• _Stated exercise_: Could you turn everything from the start of the records down to the line containing "[(273, 689)]", both ends included, into a numbered list with blank lines left out?

--- START Records supplied ---

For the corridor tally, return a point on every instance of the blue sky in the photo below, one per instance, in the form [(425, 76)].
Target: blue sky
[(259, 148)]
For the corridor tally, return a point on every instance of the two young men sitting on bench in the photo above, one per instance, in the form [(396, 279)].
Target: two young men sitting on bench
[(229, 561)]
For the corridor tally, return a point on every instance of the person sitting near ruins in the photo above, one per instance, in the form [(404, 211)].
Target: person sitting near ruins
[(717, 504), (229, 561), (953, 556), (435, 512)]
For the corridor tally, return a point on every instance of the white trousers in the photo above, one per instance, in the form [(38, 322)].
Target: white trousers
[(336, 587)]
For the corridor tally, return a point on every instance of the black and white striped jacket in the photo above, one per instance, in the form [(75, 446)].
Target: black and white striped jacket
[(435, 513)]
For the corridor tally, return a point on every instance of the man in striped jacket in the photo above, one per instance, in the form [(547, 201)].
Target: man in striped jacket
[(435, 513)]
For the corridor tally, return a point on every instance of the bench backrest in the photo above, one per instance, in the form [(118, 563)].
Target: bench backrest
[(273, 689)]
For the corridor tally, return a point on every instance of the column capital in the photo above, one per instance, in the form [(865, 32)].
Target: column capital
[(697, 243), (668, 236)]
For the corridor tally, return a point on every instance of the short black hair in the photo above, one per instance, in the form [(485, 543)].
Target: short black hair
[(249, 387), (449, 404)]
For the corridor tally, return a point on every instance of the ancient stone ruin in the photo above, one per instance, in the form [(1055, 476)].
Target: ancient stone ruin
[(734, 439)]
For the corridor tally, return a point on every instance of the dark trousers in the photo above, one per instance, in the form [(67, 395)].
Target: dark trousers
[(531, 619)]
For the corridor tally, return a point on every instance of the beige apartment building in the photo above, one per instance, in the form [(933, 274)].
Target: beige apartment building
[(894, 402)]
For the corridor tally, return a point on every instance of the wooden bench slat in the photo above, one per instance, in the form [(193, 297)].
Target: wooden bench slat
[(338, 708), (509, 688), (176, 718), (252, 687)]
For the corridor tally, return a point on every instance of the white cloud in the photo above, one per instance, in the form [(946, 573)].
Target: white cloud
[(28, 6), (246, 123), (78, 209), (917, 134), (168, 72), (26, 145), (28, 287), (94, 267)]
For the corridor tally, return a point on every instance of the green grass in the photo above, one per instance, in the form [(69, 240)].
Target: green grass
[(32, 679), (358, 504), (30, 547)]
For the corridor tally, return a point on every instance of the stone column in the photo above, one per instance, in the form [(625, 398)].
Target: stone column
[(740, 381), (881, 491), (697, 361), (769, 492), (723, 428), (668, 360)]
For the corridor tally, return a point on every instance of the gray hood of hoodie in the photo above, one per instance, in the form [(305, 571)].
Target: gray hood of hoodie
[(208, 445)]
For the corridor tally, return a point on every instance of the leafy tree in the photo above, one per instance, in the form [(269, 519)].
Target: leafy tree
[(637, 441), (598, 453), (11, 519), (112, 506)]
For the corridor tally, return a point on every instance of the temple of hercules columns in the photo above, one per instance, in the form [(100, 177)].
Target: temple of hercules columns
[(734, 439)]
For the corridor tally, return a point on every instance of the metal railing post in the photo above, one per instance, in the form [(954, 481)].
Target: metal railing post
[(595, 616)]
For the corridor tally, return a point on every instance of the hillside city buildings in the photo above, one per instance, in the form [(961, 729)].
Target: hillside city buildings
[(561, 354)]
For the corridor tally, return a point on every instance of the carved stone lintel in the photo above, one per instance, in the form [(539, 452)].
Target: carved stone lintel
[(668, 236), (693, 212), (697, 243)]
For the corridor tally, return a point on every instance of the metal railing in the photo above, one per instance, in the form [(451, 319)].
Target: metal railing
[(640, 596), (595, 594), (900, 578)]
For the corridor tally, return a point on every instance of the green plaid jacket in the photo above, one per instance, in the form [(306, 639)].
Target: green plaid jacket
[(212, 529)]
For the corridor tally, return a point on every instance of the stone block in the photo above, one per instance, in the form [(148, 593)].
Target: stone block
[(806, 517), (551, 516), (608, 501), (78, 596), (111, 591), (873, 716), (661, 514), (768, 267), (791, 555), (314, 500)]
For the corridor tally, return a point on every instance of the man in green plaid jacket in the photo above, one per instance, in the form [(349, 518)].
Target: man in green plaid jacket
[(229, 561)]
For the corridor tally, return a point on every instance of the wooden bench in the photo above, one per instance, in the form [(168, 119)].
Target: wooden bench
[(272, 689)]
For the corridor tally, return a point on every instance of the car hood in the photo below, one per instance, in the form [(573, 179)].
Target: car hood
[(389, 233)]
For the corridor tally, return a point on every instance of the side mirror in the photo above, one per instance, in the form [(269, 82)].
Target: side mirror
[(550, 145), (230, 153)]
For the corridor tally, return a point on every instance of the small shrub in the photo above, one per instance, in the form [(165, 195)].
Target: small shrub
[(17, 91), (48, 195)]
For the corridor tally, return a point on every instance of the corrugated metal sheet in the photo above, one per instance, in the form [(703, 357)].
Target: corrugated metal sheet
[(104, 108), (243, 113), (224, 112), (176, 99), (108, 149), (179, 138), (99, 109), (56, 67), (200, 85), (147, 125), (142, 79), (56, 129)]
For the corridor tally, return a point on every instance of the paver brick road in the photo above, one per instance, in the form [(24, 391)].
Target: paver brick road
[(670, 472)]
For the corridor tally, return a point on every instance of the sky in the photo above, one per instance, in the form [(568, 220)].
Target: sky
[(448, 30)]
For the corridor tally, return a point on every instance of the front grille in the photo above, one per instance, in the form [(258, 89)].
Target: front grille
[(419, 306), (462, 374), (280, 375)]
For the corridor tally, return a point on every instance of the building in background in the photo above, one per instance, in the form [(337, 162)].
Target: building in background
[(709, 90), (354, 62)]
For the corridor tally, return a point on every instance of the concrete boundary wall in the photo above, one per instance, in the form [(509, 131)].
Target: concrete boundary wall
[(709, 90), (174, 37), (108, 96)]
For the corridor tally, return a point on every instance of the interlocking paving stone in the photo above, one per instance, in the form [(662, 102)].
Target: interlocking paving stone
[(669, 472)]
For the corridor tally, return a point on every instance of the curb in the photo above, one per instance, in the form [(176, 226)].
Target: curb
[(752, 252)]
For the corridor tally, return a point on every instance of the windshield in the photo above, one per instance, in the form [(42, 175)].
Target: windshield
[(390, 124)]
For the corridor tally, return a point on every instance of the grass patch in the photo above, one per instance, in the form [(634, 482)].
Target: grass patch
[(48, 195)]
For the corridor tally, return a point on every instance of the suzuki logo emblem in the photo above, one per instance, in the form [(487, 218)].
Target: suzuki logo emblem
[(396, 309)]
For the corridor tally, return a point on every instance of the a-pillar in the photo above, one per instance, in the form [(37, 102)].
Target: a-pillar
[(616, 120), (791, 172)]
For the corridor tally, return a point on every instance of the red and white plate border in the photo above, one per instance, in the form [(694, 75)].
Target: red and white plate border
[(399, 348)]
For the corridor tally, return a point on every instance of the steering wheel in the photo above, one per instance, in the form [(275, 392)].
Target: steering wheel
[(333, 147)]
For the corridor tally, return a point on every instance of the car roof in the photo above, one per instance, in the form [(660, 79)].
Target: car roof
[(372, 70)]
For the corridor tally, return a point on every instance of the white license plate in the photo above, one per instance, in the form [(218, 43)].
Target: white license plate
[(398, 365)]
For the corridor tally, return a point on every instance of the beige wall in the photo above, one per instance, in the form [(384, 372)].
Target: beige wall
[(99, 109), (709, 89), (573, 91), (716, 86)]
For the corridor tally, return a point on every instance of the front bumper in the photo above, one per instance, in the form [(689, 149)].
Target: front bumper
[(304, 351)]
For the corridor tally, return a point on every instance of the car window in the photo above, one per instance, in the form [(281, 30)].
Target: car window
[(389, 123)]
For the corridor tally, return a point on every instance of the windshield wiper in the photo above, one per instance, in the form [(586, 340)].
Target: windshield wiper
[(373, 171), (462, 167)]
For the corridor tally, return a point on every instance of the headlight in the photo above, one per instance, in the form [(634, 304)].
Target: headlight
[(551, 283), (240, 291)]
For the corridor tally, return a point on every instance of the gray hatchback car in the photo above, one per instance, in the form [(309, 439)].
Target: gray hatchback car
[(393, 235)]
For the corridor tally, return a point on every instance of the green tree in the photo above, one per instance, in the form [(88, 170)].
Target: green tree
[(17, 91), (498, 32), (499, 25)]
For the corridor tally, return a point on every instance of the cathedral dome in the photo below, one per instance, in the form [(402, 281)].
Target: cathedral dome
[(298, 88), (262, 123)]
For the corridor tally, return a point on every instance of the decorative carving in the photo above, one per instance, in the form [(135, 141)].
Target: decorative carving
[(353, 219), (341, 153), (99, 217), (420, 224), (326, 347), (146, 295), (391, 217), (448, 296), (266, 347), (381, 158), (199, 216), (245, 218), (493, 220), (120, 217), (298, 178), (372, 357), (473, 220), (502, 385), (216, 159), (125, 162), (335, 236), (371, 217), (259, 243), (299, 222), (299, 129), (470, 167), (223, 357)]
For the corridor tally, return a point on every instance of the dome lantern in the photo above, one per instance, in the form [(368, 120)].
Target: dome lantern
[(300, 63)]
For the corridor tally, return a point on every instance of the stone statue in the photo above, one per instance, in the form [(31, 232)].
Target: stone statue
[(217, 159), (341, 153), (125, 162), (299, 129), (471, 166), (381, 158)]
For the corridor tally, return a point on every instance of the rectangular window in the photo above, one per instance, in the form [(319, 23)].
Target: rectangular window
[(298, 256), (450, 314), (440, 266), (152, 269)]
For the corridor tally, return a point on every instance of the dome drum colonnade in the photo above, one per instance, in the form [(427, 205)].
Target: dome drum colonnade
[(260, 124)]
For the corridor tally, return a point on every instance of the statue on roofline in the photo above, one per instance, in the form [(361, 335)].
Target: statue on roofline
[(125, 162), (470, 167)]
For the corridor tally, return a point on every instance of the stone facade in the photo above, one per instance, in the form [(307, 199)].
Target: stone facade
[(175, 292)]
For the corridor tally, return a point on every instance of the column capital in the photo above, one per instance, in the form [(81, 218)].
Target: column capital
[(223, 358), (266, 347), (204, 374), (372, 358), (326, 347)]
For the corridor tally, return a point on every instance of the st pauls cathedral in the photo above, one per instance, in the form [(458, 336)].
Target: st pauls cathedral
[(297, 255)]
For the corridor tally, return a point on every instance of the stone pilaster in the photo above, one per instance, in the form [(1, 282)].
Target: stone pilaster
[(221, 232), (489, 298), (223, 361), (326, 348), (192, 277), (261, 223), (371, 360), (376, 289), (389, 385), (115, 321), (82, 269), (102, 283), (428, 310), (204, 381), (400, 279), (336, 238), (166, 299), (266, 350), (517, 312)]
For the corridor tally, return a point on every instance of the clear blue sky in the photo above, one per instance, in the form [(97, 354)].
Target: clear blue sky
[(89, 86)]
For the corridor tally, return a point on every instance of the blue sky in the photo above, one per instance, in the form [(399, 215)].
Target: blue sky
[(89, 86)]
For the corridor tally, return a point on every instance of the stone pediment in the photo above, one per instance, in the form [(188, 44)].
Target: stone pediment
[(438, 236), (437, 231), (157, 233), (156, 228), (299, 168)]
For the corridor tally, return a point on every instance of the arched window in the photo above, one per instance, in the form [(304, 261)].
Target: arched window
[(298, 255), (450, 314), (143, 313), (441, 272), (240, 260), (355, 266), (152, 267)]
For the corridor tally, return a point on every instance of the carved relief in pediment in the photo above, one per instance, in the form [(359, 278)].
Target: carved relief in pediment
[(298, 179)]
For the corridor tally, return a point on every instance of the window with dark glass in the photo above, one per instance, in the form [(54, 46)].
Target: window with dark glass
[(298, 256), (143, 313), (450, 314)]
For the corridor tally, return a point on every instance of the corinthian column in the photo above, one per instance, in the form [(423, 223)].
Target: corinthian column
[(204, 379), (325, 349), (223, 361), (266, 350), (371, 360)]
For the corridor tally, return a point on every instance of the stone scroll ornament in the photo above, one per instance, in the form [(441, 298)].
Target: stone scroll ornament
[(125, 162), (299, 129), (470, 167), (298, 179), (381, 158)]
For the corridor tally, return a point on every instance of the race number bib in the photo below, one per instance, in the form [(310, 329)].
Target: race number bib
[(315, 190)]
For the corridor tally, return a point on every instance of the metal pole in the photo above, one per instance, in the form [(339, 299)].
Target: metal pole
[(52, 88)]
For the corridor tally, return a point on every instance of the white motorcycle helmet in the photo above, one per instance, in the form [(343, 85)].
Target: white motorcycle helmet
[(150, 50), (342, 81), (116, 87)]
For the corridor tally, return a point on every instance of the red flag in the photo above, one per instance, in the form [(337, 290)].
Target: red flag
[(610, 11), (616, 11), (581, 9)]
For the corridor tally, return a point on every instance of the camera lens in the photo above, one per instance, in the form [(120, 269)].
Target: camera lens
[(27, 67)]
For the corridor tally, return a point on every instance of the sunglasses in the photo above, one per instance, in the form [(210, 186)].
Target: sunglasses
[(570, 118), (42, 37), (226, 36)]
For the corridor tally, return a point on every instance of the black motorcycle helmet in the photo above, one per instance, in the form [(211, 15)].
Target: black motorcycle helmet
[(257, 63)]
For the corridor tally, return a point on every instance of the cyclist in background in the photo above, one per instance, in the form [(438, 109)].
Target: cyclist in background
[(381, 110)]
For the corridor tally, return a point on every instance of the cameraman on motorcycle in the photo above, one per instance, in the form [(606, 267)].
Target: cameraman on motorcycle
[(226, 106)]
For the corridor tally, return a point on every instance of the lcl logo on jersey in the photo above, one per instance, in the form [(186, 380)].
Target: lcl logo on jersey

--- END Records supplied ---

• _Answer to this exercise_:
1. For the corridor tally, return a point on every instance of the blue sky in the photo below, one per instance, in the form [(425, 76)].
2. Target: blue sky
3. [(259, 148)]
4. For the corridor tally, return a point on every instance of the two young men sitting on bench in the photo above, one per instance, in the form [(396, 279)].
5. Target: two young men sitting on bench
6. [(229, 561)]
7. For the corridor tally, return a point on every instance of the person sitting near ruins in the photo above, one per instance, in the form [(404, 211)].
8. Target: person sitting near ruins
9. [(717, 504), (229, 561), (953, 556), (435, 512)]
10. For the corridor tally, return a point on every instance of the white trousers in the photo above, one per instance, in the form [(38, 322)].
11. Target: white trousers
12. [(336, 587)]
13. For the corridor tally, return a point on every instance of the black and white striped jacket in the photo above, one per instance, in the form [(75, 446)].
14. Target: black and white striped jacket
15. [(435, 513)]
16. For the corridor tally, return a point on every instance of the man in striped jacket in the photo above, one per instance, in the form [(547, 201)].
17. Target: man in striped jacket
18. [(435, 513)]
19. For the corridor tally, return a point on every instance of the bench backrest in the photo above, one per instance, in the form [(118, 563)].
20. Target: bench backrest
21. [(273, 689)]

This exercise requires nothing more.